_Work required_: Turn every line of the records below into a numbered list, one line per item, with blank lines omitted.

_Data listing_:
-----

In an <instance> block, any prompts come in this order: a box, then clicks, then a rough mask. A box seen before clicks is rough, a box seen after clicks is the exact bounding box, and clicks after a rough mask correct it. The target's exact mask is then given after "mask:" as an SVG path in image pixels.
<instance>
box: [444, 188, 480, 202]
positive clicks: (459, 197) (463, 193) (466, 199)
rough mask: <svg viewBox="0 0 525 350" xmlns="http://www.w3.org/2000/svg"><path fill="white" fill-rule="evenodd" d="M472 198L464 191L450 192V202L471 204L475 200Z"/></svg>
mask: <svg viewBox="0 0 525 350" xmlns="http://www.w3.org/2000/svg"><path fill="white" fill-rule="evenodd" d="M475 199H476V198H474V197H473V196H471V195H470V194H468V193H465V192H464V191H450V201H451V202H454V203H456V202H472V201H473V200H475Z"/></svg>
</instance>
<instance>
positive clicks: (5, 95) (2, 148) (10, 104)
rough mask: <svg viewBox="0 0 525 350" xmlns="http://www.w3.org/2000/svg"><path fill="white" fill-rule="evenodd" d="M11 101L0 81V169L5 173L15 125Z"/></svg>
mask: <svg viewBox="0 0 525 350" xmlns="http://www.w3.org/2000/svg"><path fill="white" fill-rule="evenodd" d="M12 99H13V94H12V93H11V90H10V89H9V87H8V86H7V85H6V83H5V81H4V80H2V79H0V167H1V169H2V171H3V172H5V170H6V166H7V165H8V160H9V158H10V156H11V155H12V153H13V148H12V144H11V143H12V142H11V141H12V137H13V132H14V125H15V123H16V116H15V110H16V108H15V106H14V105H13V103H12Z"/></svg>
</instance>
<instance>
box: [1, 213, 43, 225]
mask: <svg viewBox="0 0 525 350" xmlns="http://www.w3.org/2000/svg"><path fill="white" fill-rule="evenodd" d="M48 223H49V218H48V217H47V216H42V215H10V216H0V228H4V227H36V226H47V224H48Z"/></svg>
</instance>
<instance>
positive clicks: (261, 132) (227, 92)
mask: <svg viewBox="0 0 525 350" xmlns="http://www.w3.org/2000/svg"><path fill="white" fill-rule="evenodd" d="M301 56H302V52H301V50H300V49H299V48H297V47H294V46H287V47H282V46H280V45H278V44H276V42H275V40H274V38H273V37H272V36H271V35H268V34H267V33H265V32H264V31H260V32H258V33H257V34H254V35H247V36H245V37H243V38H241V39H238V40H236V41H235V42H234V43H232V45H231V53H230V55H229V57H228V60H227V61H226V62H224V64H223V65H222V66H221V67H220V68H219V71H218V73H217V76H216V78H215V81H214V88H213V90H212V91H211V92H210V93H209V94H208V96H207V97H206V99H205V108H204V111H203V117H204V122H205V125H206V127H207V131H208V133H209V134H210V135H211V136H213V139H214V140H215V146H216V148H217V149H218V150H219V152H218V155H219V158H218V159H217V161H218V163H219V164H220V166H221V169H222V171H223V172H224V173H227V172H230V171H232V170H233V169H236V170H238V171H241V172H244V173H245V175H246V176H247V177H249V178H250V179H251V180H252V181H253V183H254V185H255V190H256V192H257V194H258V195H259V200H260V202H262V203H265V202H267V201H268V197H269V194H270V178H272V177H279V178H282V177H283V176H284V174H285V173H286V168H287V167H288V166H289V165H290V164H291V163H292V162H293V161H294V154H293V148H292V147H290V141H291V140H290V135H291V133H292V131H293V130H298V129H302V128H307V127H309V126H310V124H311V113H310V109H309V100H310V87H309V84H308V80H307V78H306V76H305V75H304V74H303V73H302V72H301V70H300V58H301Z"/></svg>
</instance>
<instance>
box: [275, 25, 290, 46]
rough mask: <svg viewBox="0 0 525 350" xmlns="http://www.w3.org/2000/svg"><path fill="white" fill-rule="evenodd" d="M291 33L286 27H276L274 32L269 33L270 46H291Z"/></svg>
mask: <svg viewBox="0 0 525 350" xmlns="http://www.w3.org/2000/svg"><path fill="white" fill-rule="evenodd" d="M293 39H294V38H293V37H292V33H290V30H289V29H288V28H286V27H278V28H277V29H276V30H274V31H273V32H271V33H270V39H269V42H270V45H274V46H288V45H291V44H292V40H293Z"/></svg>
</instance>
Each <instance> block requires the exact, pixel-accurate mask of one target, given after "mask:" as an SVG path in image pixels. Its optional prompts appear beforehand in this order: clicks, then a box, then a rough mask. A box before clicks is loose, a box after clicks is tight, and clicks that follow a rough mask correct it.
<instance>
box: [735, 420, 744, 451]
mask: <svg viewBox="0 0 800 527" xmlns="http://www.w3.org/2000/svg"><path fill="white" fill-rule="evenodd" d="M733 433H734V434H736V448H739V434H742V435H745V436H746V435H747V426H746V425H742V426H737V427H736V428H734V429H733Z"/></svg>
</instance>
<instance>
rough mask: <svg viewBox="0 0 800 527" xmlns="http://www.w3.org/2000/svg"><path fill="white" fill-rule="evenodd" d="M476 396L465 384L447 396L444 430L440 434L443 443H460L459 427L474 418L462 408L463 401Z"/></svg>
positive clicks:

-----

_Expected answer_:
1. In an <instance> block, any prompts come in this order: a box, then clicks, then a rough mask. A box seen before clicks is rough, a box seen after clicks is the exact bounding box, and clicks after a rough mask correct it. The target's exact mask is then given after "mask:" as an SVG path in image pixels.
2. <instance>
3. box: [444, 188, 480, 202]
4. positive clicks: (459, 197) (463, 193) (466, 199)
5. rough mask: <svg viewBox="0 0 525 350" xmlns="http://www.w3.org/2000/svg"><path fill="white" fill-rule="evenodd" d="M472 198L464 191L450 192V202L471 204L475 200Z"/></svg>
6. mask: <svg viewBox="0 0 525 350" xmlns="http://www.w3.org/2000/svg"><path fill="white" fill-rule="evenodd" d="M475 199H476V198H474V197H473V196H471V195H470V194H468V193H465V192H464V191H450V201H451V202H454V203H456V202H472V201H473V200H475Z"/></svg>
7. </instance>
8. <instance>
9. positive clicks: (5, 95) (2, 148) (10, 104)
10. rough mask: <svg viewBox="0 0 525 350" xmlns="http://www.w3.org/2000/svg"><path fill="white" fill-rule="evenodd" d="M11 101L0 81V169L5 173L15 125Z"/></svg>
11. mask: <svg viewBox="0 0 525 350" xmlns="http://www.w3.org/2000/svg"><path fill="white" fill-rule="evenodd" d="M12 99H13V94H12V93H11V90H10V89H9V87H8V86H7V85H6V83H5V81H4V80H2V79H0V167H1V169H2V171H3V172H5V170H6V166H7V165H8V160H9V158H10V156H11V155H12V153H13V148H12V144H11V143H12V142H11V141H12V137H13V132H14V125H15V123H16V116H15V110H16V108H15V106H14V105H13V103H12Z"/></svg>
12. </instance>
13. <instance>
14. box: [1, 213, 43, 225]
15. mask: <svg viewBox="0 0 525 350" xmlns="http://www.w3.org/2000/svg"><path fill="white" fill-rule="evenodd" d="M48 223H49V218H48V217H47V216H42V215H10V216H0V228H4V227H36V226H47V224H48Z"/></svg>
16. </instance>
17. <instance>
18. positive clicks: (261, 132) (227, 92)
19. mask: <svg viewBox="0 0 525 350" xmlns="http://www.w3.org/2000/svg"><path fill="white" fill-rule="evenodd" d="M301 56H302V52H301V50H300V49H299V48H297V47H294V46H287V47H282V46H280V45H278V44H276V42H275V40H274V38H273V37H272V36H271V35H268V34H267V33H265V32H264V31H260V32H258V33H257V34H254V35H247V36H245V37H243V38H241V39H238V40H236V41H235V42H234V43H232V45H231V53H230V55H229V57H228V60H227V61H226V62H224V64H223V65H222V66H221V67H220V68H219V71H218V73H217V76H216V78H215V81H214V88H213V90H212V91H211V92H210V93H209V94H208V96H207V97H206V99H205V108H204V111H203V117H204V122H205V125H206V127H207V131H208V133H209V134H210V135H211V136H213V139H214V140H215V146H216V148H217V149H218V150H219V152H218V155H219V158H218V159H217V161H218V163H219V164H220V166H221V169H222V171H223V172H224V173H227V172H230V171H232V170H233V169H236V170H238V171H241V172H244V173H245V175H246V176H247V177H249V178H250V179H251V180H252V181H253V183H254V185H255V190H256V192H257V194H258V195H259V200H260V202H262V203H265V202H267V201H268V197H269V194H270V178H272V177H279V178H282V177H283V176H284V174H285V173H286V168H287V167H288V166H289V165H290V164H291V163H292V162H293V161H294V154H293V148H292V147H290V141H291V140H290V135H291V133H292V131H293V130H298V129H302V128H307V127H309V126H310V124H311V113H310V109H309V100H310V87H309V84H308V80H307V78H306V76H305V75H304V74H303V73H302V72H301V70H300V58H301Z"/></svg>
20. </instance>
21. <instance>
22. box: [275, 25, 290, 46]
23. rough mask: <svg viewBox="0 0 525 350" xmlns="http://www.w3.org/2000/svg"><path fill="white" fill-rule="evenodd" d="M291 33L286 27H276L274 32L269 33L270 46H291Z"/></svg>
24. mask: <svg viewBox="0 0 525 350" xmlns="http://www.w3.org/2000/svg"><path fill="white" fill-rule="evenodd" d="M293 39H294V38H293V37H292V33H290V30H289V29H288V28H286V27H278V28H277V29H276V30H274V31H273V32H271V33H270V39H269V42H270V45H274V46H288V45H291V44H292V40H293Z"/></svg>
25. </instance>
26. Each <instance> block requires the exact, pixel-accurate mask of one target, given after "mask:" as an SVG path in image pixels. Its optional prompts appear beforehand in this order: clicks, then a box, then a rough mask. A box before clicks is loose, a box after clicks is tight, and clicks that follow a rough mask correct it.
27. <instance>
28. box: [735, 420, 744, 451]
29. mask: <svg viewBox="0 0 800 527" xmlns="http://www.w3.org/2000/svg"><path fill="white" fill-rule="evenodd" d="M733 433H734V434H736V448H739V434H742V435H745V436H746V435H747V426H746V425H742V426H737V427H736V428H734V429H733Z"/></svg>
30. </instance>
31. <instance>
32. rough mask: <svg viewBox="0 0 800 527" xmlns="http://www.w3.org/2000/svg"><path fill="white" fill-rule="evenodd" d="M476 396L465 384L447 396L444 430L440 434L443 443H460L459 427L474 418L462 408L463 401Z"/></svg>
33. positive clicks:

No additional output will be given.